Excerpted text Start Marker

Matt, you really confused me with this sentence: “Since SIERA only looks at ERAs for high-strikeout-rate pitchers like Lincecum, it gives them credit for the run-prevention effects of the strikeout and for the lower BABIPs and HR/FBs they generate.”
Are you saying that SIERA actually factors in raw ERA numbers for certain pitchers? That doesn’t make sense at all to me.
Person says:
July 19, 2011 at 1:43 pm
I’m wondering what some people might say about using Lincecum and Cain to demonstrate points about HR/FB…
Matt Swartz says:
July 19, 2011 at 1:45 pm
They also allow lower BABIP though.
Person says:
July 19, 2011 at 1:46 pm
Your first point applies to John Lannan as well, and as you suggested many others as well.
Not sure what it all means though.
Matt Swartz says:
July 19, 2011 at 1:48 pm
Not on an individual level, but the formula is based on best fit of over 3,000 pitchers, but since pitchers with strikeout rates have (on average) lower ERAs than they would with league average BABIPs, the group of high-strikeout pitchers get good SIERAs.
There’s a mixture of guys who outpitch their peripherals. Jurrjens does better with xFIP, Wakefield does better with SIERA, Cain does a tiny bit better with SIERA. It all depends on the pitcher.
Jon says:
July 19, 2011 at 1:55 pm
His curveball is nastier but more wild? So he gives up less hits but a few more walks?
novaether says:
July 19, 2011 at 1:55 pm
I like the idea that SIERA is pursuing, but I have to take issue with assuming that the correlations are linear or quadratic. For example, in the extreme case where a pitcher has a SO/PA = 1, his ERA would be 0. Rather than having a good SO/PA ratio contribute “negative” ERA and subtract from a constant, a SO/PA ratio of less than 1 should add to ERA. A more meaningful fit would obey distinct boundary conditions.
That being said, it’s likely that the current method is a good approximation of the “true” correlation equations for common ratios. I sincerely hope for the best for SIERA and I look forward to seeing how it stacks up against the other ERA estimators.
Telo says:
July 19, 2011 at 1:57 pm
I kind of rushed this post, could’ve made it more clear:
Instead of deducing or projecting BABIP and HR/FB from K rate, why not use more granular composite factors, things that make up K rate, to get a more accurate projection?
novaether says:
July 19, 2011 at 2:00 pm
I agree, but I’d imagine that the K rate data is easier to obtain and work with than the components that drive it. Furthermore, you have to make sacrifices at some point by limiting your number of parameters or else your fit becomes meaningless.
Matt Swartz says:
July 19, 2011 at 2:03 pm
I’ve found that things like swinging strike rate are useful in small sample sizes if you want to deduce strikeout rate (so they’re perfect for analyzing the first half performances of rookies for example, or checking if a pitcher is injured or something), but they stop telling you more than strikeout rate itself tells you directly as you get more data on a pitcher. Strikeout rate predicts strikeout rate better than swinging strike rate predicts strikeout rate, once you have a year or two of data under your belt.
Matt Swartz says:
July 19, 2011 at 2:05 pm
Yeah, any of these estimators will fall apart at the boundary. FIP, xFIP, and SIERA all are negative if you strike out 100% of batters faced. In case it wasn’t clear, strikeout rate still decreases ERA at the extremes, just by less when strikeouts are already super high and there are fewer runners on base.

Excerpted text End Marker

# The task
In the SIERA discussion, what does Matt Swartz say FIP, xFIP, and SIERA all become if a pitcher strikes out 100% of batters faced? Answer using only the SIERA discussion.

Dataset records Start Marker

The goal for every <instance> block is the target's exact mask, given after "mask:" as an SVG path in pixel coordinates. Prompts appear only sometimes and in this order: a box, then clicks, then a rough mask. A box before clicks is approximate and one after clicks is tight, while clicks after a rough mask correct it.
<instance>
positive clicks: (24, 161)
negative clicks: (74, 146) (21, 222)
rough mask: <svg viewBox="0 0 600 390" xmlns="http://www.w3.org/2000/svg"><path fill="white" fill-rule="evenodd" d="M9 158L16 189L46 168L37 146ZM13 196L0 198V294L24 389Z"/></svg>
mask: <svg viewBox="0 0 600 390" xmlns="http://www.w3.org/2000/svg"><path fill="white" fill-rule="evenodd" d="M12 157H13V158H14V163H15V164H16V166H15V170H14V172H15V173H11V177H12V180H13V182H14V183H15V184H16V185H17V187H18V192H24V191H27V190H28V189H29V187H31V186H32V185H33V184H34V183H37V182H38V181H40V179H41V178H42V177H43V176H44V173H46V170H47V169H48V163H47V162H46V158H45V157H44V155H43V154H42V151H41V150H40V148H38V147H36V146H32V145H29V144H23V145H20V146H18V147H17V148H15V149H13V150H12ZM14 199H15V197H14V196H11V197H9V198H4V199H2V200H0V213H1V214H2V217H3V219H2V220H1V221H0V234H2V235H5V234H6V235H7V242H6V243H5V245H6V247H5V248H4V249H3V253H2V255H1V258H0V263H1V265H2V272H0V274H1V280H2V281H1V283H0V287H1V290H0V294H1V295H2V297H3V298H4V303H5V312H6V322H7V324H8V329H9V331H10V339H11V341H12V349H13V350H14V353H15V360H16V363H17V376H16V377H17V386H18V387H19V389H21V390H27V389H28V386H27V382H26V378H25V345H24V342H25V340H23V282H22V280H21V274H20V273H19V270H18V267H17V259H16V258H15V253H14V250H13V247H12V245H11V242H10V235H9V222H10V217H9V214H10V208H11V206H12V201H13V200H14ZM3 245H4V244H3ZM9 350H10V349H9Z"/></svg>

Dataset records End Marker

# Output of the task
They all become negative.